Excerpt:
········

Survivor Narratives: 1946
Joan Yamamoto Shaw
The day Hilo Bay emptied out in 1946
Joan Yamamoto Shaw lived in a second story apartment on Kamehameha Avenue along with her parents and siblings. Their building was next to Hilo Iron Works, putting them close to old Waiakea town. Their view out the front window was of beautiful, tranquil Hilo Bay. The double lane road, Kamehameha Avenue, had a row of coconut trees right down the median strip. The railroad tracks were across the street on the black sands of Hilo Bay.
A favorite activity for the children was to wait for the train to pass by and watch the workman who turned the cogs that swung the bridge across the river for the trains to cross, or open it up again for the scows and barges that went up the river to the Canec plant. When they heard the whistle, they knew a scow or train was on the way and they would run to the windows to watch.
Looking out the window in the back of the apartment, Joan could see the little Japanese village comprised of one-story small homes that made up the interior of Shinmachi. She remembers how crowded it was with all the houses built close to the ground with little porches fronting directly onto the roadway. Most residents had a garden.

········

Resume the account of Joan Yamamoto Shaw's childhood home in Hilo, picking up right after the sentence "Most residents had a garden."

········

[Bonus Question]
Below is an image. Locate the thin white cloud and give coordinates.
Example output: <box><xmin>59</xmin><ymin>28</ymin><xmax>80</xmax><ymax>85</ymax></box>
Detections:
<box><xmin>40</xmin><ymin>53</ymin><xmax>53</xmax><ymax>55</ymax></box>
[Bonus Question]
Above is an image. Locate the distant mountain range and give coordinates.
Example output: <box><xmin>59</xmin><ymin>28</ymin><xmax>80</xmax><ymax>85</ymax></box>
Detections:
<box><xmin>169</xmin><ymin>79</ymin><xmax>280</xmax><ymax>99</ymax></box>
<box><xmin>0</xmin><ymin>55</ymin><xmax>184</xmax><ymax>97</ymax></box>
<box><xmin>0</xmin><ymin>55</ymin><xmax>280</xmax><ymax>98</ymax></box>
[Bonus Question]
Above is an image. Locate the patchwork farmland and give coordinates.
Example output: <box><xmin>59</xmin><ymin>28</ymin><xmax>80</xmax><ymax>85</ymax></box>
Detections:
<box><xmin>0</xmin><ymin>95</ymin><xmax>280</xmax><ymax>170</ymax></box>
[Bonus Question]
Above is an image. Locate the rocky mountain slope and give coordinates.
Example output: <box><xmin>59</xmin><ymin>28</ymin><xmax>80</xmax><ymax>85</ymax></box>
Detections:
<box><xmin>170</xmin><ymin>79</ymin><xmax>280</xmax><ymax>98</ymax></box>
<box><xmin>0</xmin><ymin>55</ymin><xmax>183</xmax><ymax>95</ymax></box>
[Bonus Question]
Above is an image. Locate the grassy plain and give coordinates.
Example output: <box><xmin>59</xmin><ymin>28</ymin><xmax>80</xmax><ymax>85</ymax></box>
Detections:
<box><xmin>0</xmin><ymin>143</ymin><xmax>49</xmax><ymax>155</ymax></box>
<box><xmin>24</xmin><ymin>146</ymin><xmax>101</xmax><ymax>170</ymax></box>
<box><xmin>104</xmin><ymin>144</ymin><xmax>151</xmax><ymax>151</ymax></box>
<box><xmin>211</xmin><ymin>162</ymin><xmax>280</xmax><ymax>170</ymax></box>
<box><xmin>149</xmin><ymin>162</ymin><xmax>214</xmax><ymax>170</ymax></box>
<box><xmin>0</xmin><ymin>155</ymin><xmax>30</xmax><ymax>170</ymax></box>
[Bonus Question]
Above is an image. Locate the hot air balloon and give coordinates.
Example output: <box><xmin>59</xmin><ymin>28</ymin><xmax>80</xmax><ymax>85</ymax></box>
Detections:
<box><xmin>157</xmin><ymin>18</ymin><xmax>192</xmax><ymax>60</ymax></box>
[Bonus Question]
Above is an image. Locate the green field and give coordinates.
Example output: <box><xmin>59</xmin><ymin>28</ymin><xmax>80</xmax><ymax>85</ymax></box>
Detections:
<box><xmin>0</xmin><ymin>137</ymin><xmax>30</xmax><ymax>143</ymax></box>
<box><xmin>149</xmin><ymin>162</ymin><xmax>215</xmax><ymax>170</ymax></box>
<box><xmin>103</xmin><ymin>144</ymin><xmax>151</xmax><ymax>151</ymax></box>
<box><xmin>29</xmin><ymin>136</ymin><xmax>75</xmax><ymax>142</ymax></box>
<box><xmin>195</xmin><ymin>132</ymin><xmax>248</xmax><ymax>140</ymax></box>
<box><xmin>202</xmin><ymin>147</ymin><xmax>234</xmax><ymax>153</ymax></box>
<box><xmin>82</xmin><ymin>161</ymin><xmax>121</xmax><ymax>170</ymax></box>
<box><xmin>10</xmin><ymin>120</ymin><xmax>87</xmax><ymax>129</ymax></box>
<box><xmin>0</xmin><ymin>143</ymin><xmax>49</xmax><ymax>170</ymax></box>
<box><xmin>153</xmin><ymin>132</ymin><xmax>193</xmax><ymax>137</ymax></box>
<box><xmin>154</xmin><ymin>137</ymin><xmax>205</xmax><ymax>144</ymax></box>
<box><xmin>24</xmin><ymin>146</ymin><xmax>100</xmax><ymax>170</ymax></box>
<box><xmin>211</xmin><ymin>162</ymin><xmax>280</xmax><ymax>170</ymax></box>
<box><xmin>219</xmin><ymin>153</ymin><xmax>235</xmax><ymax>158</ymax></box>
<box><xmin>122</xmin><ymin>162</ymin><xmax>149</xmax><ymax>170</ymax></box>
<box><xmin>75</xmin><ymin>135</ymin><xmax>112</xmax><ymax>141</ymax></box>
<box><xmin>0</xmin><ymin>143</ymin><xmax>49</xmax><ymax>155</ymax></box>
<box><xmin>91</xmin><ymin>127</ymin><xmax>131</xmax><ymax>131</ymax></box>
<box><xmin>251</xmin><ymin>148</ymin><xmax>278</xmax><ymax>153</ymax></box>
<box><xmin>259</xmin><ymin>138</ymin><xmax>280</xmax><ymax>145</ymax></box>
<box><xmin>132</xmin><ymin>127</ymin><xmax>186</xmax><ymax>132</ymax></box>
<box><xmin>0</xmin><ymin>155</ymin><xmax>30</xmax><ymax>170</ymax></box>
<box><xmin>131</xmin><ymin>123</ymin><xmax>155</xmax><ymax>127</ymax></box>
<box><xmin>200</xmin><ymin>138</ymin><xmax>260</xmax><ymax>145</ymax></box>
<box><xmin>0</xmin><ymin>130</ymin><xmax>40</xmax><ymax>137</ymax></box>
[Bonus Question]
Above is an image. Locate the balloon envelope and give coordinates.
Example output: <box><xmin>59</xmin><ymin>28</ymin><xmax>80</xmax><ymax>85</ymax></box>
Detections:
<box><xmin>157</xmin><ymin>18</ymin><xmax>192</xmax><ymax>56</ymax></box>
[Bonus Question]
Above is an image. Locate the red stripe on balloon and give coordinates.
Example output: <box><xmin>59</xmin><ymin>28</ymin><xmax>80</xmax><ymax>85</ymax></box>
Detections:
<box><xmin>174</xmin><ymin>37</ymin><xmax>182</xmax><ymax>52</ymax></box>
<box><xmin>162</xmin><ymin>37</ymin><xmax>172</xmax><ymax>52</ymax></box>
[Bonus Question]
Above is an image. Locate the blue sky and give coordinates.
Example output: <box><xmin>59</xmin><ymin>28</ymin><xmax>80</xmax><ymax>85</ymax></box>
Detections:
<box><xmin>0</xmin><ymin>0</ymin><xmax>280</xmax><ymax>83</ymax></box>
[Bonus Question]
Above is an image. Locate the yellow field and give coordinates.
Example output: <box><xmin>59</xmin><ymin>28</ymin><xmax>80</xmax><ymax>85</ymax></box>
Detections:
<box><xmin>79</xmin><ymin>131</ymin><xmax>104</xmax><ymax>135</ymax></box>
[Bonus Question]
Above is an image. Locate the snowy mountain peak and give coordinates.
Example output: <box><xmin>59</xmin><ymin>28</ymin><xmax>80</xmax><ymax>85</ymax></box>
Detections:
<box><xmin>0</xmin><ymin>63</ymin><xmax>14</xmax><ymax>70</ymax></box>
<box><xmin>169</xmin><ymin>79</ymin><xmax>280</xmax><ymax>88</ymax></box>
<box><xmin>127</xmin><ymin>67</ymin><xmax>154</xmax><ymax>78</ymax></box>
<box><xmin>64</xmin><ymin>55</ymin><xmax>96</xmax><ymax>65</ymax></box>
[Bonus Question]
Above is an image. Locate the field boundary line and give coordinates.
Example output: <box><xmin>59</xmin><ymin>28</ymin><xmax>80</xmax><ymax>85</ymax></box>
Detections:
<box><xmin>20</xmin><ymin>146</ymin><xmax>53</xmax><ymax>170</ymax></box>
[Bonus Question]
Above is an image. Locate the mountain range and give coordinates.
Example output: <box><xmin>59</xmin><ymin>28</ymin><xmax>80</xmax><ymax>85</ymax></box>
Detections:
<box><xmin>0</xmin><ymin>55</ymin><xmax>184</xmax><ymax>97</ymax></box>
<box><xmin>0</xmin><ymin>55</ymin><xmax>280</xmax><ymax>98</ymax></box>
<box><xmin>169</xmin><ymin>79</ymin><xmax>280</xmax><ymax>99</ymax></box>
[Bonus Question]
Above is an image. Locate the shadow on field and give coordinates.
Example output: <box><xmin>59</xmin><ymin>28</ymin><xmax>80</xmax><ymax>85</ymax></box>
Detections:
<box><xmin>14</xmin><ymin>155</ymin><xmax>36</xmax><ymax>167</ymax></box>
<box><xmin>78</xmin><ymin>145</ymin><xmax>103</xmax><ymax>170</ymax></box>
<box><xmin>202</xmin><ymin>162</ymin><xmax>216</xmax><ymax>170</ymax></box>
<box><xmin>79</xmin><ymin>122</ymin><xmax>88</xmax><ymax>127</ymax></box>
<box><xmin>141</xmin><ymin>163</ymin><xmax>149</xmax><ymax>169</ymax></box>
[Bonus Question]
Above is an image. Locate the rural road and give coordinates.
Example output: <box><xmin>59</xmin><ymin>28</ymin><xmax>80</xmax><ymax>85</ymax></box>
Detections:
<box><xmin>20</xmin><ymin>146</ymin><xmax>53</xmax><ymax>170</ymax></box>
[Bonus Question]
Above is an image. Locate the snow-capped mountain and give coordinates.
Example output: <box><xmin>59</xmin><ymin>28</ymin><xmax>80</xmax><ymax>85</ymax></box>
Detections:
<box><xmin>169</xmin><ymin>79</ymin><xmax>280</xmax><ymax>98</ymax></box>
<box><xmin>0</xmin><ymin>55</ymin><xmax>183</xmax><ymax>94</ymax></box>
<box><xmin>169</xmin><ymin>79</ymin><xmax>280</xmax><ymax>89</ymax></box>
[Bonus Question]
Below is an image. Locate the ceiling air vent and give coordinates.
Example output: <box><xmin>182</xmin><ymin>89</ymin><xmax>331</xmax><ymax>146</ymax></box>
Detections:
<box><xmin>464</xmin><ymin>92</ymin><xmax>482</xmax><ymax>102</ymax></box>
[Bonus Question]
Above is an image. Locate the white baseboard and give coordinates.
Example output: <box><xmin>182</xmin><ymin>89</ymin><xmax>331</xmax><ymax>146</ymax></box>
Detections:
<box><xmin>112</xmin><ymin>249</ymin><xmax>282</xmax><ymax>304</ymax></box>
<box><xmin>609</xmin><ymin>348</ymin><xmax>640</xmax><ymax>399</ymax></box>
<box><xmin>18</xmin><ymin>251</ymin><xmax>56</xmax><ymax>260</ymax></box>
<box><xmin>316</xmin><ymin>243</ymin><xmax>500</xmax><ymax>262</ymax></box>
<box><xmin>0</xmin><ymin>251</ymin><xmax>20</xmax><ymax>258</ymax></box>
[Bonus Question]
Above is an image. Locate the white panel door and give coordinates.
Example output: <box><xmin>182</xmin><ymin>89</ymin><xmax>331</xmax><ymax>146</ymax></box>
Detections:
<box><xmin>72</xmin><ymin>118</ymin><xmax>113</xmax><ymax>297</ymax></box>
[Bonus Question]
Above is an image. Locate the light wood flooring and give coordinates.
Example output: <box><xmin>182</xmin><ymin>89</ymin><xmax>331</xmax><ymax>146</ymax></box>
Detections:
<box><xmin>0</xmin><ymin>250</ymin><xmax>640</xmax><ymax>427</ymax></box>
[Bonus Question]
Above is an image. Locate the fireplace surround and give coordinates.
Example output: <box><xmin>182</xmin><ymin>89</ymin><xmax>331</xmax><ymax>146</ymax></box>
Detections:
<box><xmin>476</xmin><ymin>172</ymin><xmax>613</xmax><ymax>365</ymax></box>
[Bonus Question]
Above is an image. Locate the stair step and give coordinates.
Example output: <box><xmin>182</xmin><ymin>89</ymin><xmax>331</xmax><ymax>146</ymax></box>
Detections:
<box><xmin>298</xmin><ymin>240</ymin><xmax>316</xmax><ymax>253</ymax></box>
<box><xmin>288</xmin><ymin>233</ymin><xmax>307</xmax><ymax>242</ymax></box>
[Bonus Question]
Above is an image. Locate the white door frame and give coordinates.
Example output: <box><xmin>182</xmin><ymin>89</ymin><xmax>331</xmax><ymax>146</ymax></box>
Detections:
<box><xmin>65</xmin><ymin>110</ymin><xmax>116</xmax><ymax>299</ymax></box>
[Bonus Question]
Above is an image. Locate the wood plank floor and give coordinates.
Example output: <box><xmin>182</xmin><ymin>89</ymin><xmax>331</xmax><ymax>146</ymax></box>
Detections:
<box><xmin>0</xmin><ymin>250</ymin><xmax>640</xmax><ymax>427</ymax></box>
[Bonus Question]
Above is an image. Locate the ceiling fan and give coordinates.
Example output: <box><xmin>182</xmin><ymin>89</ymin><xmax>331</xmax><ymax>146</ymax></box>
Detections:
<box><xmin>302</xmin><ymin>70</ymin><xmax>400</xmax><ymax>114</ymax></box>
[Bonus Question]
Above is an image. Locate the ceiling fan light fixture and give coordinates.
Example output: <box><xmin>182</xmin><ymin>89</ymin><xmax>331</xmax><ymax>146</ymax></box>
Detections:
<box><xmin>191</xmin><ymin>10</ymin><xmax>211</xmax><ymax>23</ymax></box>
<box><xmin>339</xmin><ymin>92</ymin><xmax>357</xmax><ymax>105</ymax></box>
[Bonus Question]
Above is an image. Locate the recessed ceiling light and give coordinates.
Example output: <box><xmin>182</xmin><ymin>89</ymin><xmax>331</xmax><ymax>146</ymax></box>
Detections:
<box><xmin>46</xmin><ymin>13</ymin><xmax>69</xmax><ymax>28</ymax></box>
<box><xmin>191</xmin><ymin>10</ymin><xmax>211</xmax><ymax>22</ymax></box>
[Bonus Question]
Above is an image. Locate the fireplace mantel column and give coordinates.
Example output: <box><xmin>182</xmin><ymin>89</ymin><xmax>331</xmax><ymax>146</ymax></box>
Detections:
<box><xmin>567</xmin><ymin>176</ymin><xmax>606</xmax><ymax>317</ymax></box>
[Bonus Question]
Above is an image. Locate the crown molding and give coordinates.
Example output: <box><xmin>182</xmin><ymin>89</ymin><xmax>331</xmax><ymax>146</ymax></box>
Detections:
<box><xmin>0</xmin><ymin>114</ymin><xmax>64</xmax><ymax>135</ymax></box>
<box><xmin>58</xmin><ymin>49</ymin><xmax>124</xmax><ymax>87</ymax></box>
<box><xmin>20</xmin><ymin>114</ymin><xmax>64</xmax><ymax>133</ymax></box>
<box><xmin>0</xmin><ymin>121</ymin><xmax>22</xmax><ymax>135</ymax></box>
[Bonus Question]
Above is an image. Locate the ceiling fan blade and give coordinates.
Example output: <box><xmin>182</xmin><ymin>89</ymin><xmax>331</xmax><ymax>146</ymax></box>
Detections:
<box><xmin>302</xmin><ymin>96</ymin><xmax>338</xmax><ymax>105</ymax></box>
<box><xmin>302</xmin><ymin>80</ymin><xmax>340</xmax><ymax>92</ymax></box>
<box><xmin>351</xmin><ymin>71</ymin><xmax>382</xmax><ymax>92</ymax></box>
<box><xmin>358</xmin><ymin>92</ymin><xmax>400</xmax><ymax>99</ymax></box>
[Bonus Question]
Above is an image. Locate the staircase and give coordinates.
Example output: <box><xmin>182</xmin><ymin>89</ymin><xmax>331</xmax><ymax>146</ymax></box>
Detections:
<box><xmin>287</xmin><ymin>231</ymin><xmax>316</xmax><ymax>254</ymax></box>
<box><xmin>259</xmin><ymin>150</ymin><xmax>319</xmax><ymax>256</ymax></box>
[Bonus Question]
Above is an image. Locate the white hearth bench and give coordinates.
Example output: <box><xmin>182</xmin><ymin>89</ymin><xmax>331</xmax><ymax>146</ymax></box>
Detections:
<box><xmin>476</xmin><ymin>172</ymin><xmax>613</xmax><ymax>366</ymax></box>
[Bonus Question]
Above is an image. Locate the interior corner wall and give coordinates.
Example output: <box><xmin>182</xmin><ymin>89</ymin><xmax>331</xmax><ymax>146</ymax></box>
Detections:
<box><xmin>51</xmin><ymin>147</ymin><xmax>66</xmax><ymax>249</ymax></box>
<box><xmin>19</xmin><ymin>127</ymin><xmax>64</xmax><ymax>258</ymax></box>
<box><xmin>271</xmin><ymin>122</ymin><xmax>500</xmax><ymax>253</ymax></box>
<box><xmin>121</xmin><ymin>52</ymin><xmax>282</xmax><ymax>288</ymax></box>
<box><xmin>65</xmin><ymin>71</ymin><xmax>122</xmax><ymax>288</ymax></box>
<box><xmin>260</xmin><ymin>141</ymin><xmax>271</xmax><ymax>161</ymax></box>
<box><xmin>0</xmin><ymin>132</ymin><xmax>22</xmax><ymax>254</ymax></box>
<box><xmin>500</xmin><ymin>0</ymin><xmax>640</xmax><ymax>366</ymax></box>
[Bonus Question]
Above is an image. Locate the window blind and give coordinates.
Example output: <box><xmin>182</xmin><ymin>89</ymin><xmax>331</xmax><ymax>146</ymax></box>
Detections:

········

Final answer:
Shinmachi children attended Waiakea Kai School. Joan fondly remembers her early years there. On weekends, their dad would take the kids to the movies; in those days, Hilo had six movie theaters. Joan has memories as a small child during the war years watching the ships dock at the small pier on Hilo Bay and troops coming ashore and camping right there on the beach. One day Joan struck up a conversation with one of them and he gave her a little decorative pin.
Joan was just eight years old and getting ready for school on the morning of April 1, 1946. Joan’s mom and the children watched in disbelief as Hilo Bay emptied out. Joan’s mom said “Come and look at the water in Hilo Bay. You will see something you will never see again for maybe another fifty years.” Joan’s mom thought that tsunami waves reached only ankle height. When the first wave came in and was up to the thighs of a man on the street, she panicked.
There was extensive damage to buildings in Shinmachi after the 1946 tsunami. This image shows the debris in front of Quality Auto Supply on Kamehameha Avenue in Hilo. |
As the second wave came in, Joan’s mother scurried the children to the kitchen and broke out all the windows with a hammer in case they needed to escape. They all held on to each other, but Joan was a curious girl and broke away so she could go back to the front windows and see for herself what was going on. She saw the terrifying sight of the water coming, carrying huge boulders with it.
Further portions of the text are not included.